Spatial localization data
□ □ □

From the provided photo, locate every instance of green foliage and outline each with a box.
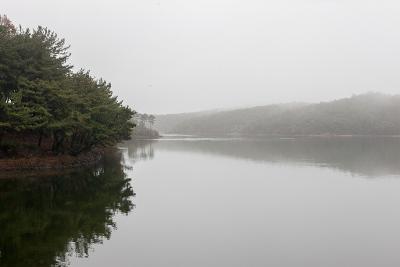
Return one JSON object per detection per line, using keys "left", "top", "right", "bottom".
{"left": 0, "top": 16, "right": 135, "bottom": 155}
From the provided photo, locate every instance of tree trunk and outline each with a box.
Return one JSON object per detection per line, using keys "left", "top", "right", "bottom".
{"left": 52, "top": 131, "right": 65, "bottom": 154}
{"left": 38, "top": 132, "right": 43, "bottom": 148}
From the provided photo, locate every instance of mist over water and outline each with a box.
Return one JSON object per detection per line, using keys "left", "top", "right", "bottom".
{"left": 79, "top": 137, "right": 400, "bottom": 267}
{"left": 3, "top": 137, "right": 397, "bottom": 267}
{"left": 1, "top": 137, "right": 400, "bottom": 266}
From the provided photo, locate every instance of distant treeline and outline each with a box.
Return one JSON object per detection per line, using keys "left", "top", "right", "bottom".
{"left": 0, "top": 16, "right": 135, "bottom": 157}
{"left": 156, "top": 93, "right": 400, "bottom": 136}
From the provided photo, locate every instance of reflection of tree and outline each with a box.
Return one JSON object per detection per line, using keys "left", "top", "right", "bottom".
{"left": 126, "top": 140, "right": 156, "bottom": 163}
{"left": 0, "top": 152, "right": 135, "bottom": 267}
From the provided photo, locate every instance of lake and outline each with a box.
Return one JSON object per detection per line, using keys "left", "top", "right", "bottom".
{"left": 1, "top": 137, "right": 400, "bottom": 266}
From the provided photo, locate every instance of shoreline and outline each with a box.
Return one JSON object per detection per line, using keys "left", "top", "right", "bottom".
{"left": 0, "top": 148, "right": 107, "bottom": 172}
{"left": 156, "top": 133, "right": 400, "bottom": 138}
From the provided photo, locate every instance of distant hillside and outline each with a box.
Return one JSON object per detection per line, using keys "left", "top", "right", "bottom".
{"left": 155, "top": 94, "right": 400, "bottom": 136}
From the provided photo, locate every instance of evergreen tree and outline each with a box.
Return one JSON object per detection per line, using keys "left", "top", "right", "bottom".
{"left": 0, "top": 16, "right": 135, "bottom": 156}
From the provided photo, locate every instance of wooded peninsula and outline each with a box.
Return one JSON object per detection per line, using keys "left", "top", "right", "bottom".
{"left": 0, "top": 16, "right": 135, "bottom": 166}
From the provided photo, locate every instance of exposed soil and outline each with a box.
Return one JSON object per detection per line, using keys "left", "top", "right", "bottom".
{"left": 0, "top": 148, "right": 106, "bottom": 172}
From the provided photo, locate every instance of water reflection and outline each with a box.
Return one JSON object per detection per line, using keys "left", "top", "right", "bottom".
{"left": 0, "top": 152, "right": 135, "bottom": 267}
{"left": 123, "top": 137, "right": 400, "bottom": 177}
{"left": 122, "top": 140, "right": 155, "bottom": 163}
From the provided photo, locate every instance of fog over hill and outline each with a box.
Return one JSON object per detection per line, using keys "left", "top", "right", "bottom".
{"left": 155, "top": 93, "right": 400, "bottom": 136}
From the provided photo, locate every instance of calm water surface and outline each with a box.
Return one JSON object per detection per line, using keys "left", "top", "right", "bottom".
{"left": 1, "top": 137, "right": 400, "bottom": 266}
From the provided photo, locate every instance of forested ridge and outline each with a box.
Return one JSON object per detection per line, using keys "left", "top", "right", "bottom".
{"left": 0, "top": 16, "right": 135, "bottom": 157}
{"left": 156, "top": 93, "right": 400, "bottom": 136}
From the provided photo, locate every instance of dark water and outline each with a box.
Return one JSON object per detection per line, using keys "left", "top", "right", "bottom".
{"left": 1, "top": 137, "right": 400, "bottom": 266}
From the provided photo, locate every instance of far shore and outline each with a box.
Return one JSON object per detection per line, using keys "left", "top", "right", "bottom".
{"left": 155, "top": 133, "right": 400, "bottom": 138}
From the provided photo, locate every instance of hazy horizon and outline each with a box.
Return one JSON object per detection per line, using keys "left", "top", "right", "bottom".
{"left": 155, "top": 92, "right": 398, "bottom": 115}
{"left": 3, "top": 0, "right": 400, "bottom": 114}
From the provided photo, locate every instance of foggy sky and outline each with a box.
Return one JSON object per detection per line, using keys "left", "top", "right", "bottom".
{"left": 3, "top": 0, "right": 400, "bottom": 114}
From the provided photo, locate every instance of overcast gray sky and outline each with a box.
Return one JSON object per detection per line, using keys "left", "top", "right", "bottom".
{"left": 3, "top": 0, "right": 400, "bottom": 114}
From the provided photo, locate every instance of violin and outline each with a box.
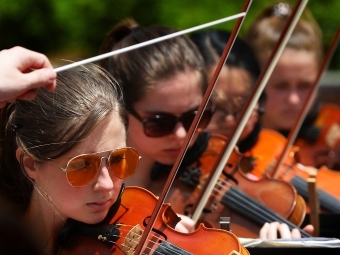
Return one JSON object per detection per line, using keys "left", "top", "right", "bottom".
{"left": 147, "top": 132, "right": 309, "bottom": 238}
{"left": 58, "top": 185, "right": 249, "bottom": 255}
{"left": 247, "top": 129, "right": 340, "bottom": 214}
{"left": 294, "top": 103, "right": 340, "bottom": 170}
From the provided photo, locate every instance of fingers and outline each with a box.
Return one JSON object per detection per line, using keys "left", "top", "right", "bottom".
{"left": 175, "top": 214, "right": 195, "bottom": 233}
{"left": 174, "top": 223, "right": 190, "bottom": 233}
{"left": 303, "top": 224, "right": 314, "bottom": 235}
{"left": 0, "top": 46, "right": 57, "bottom": 107}
{"left": 267, "top": 222, "right": 280, "bottom": 239}
{"left": 17, "top": 89, "right": 38, "bottom": 101}
{"left": 259, "top": 222, "right": 271, "bottom": 239}
{"left": 259, "top": 222, "right": 304, "bottom": 239}
{"left": 279, "top": 224, "right": 296, "bottom": 239}
{"left": 21, "top": 68, "right": 57, "bottom": 92}
{"left": 291, "top": 228, "right": 302, "bottom": 239}
{"left": 10, "top": 46, "right": 54, "bottom": 70}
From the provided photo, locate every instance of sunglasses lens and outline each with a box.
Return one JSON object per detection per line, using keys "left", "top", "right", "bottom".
{"left": 182, "top": 109, "right": 213, "bottom": 131}
{"left": 181, "top": 111, "right": 197, "bottom": 131}
{"left": 198, "top": 109, "right": 213, "bottom": 129}
{"left": 66, "top": 155, "right": 100, "bottom": 187}
{"left": 109, "top": 148, "right": 139, "bottom": 179}
{"left": 143, "top": 116, "right": 176, "bottom": 137}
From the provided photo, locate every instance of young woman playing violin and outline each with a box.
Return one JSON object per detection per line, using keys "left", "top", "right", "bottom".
{"left": 191, "top": 29, "right": 314, "bottom": 239}
{"left": 98, "top": 19, "right": 252, "bottom": 254}
{"left": 246, "top": 2, "right": 340, "bottom": 171}
{"left": 0, "top": 64, "right": 141, "bottom": 254}
{"left": 99, "top": 18, "right": 312, "bottom": 240}
{"left": 100, "top": 19, "right": 212, "bottom": 234}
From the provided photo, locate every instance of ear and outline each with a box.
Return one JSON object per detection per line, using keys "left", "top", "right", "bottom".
{"left": 16, "top": 147, "right": 38, "bottom": 180}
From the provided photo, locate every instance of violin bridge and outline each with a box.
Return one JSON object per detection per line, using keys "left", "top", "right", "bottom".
{"left": 121, "top": 224, "right": 143, "bottom": 255}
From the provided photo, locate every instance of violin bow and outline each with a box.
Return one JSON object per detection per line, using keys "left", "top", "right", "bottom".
{"left": 190, "top": 0, "right": 309, "bottom": 223}
{"left": 53, "top": 14, "right": 245, "bottom": 73}
{"left": 271, "top": 26, "right": 340, "bottom": 179}
{"left": 133, "top": 1, "right": 252, "bottom": 254}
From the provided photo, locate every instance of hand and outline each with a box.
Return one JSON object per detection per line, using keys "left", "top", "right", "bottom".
{"left": 259, "top": 222, "right": 314, "bottom": 239}
{"left": 0, "top": 46, "right": 57, "bottom": 108}
{"left": 174, "top": 214, "right": 196, "bottom": 233}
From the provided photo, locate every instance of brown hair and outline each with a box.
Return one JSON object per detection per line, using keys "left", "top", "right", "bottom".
{"left": 0, "top": 64, "right": 128, "bottom": 211}
{"left": 246, "top": 2, "right": 323, "bottom": 67}
{"left": 99, "top": 18, "right": 208, "bottom": 108}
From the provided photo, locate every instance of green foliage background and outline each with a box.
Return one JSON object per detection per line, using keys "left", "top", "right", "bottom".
{"left": 0, "top": 0, "right": 339, "bottom": 69}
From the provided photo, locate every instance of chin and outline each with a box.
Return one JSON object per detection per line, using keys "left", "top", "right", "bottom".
{"left": 278, "top": 123, "right": 294, "bottom": 131}
{"left": 81, "top": 210, "right": 111, "bottom": 225}
{"left": 158, "top": 157, "right": 177, "bottom": 166}
{"left": 87, "top": 213, "right": 109, "bottom": 225}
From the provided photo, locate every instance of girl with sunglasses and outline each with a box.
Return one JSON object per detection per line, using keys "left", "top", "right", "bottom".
{"left": 0, "top": 63, "right": 140, "bottom": 254}
{"left": 100, "top": 19, "right": 217, "bottom": 233}
{"left": 191, "top": 29, "right": 314, "bottom": 239}
{"left": 246, "top": 3, "right": 340, "bottom": 171}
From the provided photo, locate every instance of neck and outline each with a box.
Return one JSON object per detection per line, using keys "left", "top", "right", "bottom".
{"left": 22, "top": 186, "right": 65, "bottom": 255}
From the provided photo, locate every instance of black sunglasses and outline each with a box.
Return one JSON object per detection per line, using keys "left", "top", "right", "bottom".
{"left": 128, "top": 107, "right": 214, "bottom": 137}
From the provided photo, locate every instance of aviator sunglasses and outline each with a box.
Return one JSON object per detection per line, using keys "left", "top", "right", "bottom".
{"left": 128, "top": 107, "right": 214, "bottom": 137}
{"left": 47, "top": 147, "right": 140, "bottom": 187}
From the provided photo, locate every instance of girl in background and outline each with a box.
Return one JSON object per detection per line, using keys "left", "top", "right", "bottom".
{"left": 191, "top": 29, "right": 313, "bottom": 239}
{"left": 246, "top": 2, "right": 340, "bottom": 170}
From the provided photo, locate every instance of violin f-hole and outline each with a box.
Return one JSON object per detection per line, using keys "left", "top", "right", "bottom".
{"left": 143, "top": 216, "right": 167, "bottom": 242}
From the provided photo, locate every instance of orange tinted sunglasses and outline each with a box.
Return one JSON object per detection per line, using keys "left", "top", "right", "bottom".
{"left": 48, "top": 147, "right": 140, "bottom": 187}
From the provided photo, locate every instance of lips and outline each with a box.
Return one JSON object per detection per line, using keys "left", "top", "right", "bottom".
{"left": 164, "top": 147, "right": 182, "bottom": 155}
{"left": 86, "top": 199, "right": 112, "bottom": 210}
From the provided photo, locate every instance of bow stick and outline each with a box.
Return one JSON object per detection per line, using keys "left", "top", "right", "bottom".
{"left": 190, "top": 0, "right": 309, "bottom": 223}
{"left": 271, "top": 26, "right": 340, "bottom": 179}
{"left": 54, "top": 13, "right": 245, "bottom": 73}
{"left": 133, "top": 1, "right": 252, "bottom": 254}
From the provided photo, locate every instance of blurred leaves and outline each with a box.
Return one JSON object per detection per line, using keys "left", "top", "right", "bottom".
{"left": 0, "top": 0, "right": 339, "bottom": 69}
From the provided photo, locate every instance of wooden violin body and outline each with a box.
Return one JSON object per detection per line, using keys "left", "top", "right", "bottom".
{"left": 294, "top": 103, "right": 340, "bottom": 170}
{"left": 147, "top": 133, "right": 308, "bottom": 238}
{"left": 248, "top": 128, "right": 340, "bottom": 214}
{"left": 59, "top": 186, "right": 248, "bottom": 255}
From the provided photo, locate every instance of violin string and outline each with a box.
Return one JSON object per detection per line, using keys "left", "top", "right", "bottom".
{"left": 221, "top": 185, "right": 311, "bottom": 237}
{"left": 198, "top": 171, "right": 310, "bottom": 235}
{"left": 105, "top": 224, "right": 189, "bottom": 255}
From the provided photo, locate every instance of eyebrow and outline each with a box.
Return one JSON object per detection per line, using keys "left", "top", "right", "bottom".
{"left": 143, "top": 106, "right": 200, "bottom": 116}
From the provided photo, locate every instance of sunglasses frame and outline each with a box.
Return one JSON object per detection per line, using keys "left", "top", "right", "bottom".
{"left": 128, "top": 106, "right": 214, "bottom": 137}
{"left": 48, "top": 147, "right": 140, "bottom": 187}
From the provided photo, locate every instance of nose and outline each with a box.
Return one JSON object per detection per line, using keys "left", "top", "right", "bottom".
{"left": 92, "top": 157, "right": 114, "bottom": 191}
{"left": 287, "top": 89, "right": 301, "bottom": 105}
{"left": 224, "top": 113, "right": 236, "bottom": 125}
{"left": 172, "top": 122, "right": 187, "bottom": 139}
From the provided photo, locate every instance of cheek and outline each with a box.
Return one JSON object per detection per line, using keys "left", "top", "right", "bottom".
{"left": 112, "top": 178, "right": 123, "bottom": 201}
{"left": 264, "top": 91, "right": 281, "bottom": 110}
{"left": 35, "top": 163, "right": 79, "bottom": 199}
{"left": 35, "top": 163, "right": 68, "bottom": 190}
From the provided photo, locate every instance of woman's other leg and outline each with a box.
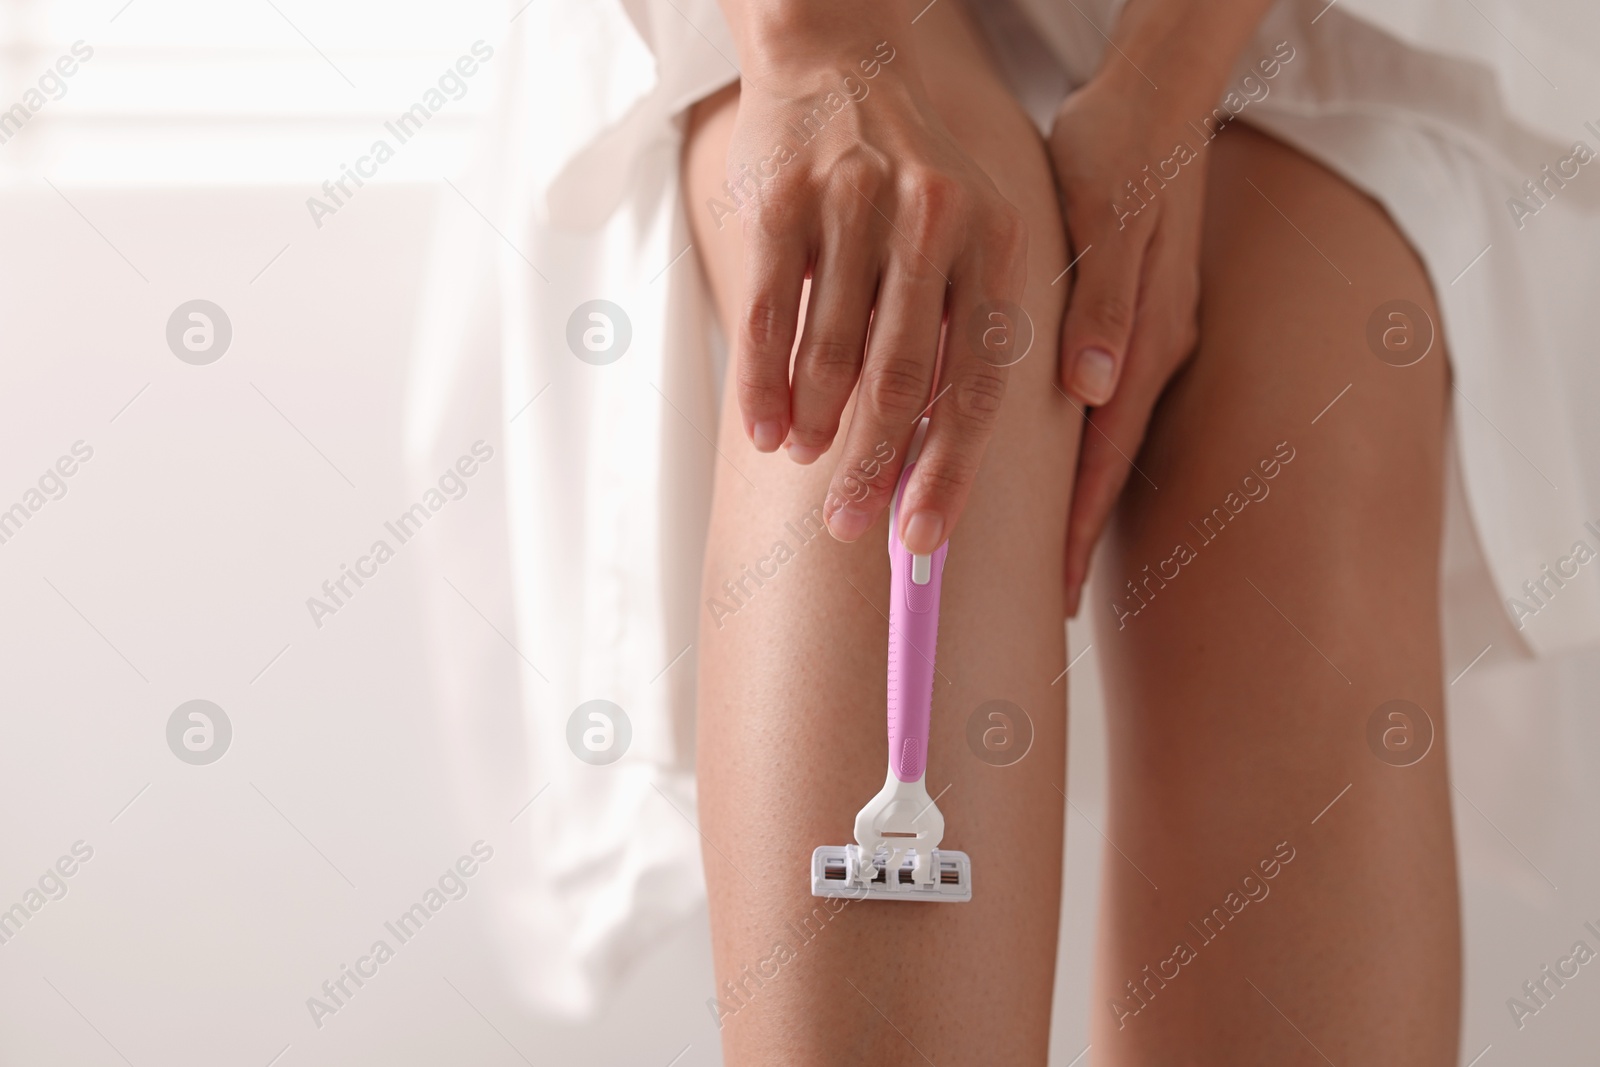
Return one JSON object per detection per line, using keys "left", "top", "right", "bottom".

□ □ □

Action item
Output only the lines above from the line that holds "From the provided photo, locate every instance of overcast" through the line that holds "lens and outline each with a box.", both ends included, and exclude pictures.

Written answer
From the provided photo, locate every instance of overcast gray sky and outline each with a box.
Return one JSON object per detection per line, using keys "left", "top", "right", "bottom".
{"left": 3, "top": 0, "right": 400, "bottom": 114}
From the provided photo, locate every instance of violin and outline each with a box.
Return one JSON object per detection per line, using keys "left", "top", "right", "bottom".
{"left": 147, "top": 132, "right": 309, "bottom": 238}
{"left": 58, "top": 185, "right": 249, "bottom": 255}
{"left": 247, "top": 129, "right": 340, "bottom": 214}
{"left": 294, "top": 103, "right": 340, "bottom": 170}
From the provided photo, locate every instance of fingers and outline each with a box.
Return one JSON object per detection per line, using keys "left", "top", "right", "bottom".
{"left": 175, "top": 214, "right": 195, "bottom": 233}
{"left": 174, "top": 223, "right": 190, "bottom": 233}
{"left": 303, "top": 224, "right": 314, "bottom": 235}
{"left": 0, "top": 46, "right": 57, "bottom": 107}
{"left": 267, "top": 222, "right": 280, "bottom": 239}
{"left": 17, "top": 89, "right": 38, "bottom": 101}
{"left": 259, "top": 222, "right": 271, "bottom": 239}
{"left": 259, "top": 222, "right": 304, "bottom": 239}
{"left": 279, "top": 224, "right": 296, "bottom": 239}
{"left": 21, "top": 68, "right": 57, "bottom": 92}
{"left": 291, "top": 228, "right": 302, "bottom": 239}
{"left": 10, "top": 46, "right": 54, "bottom": 70}
From the provided photo, locate every instance of sunglasses lens and outline each with a box.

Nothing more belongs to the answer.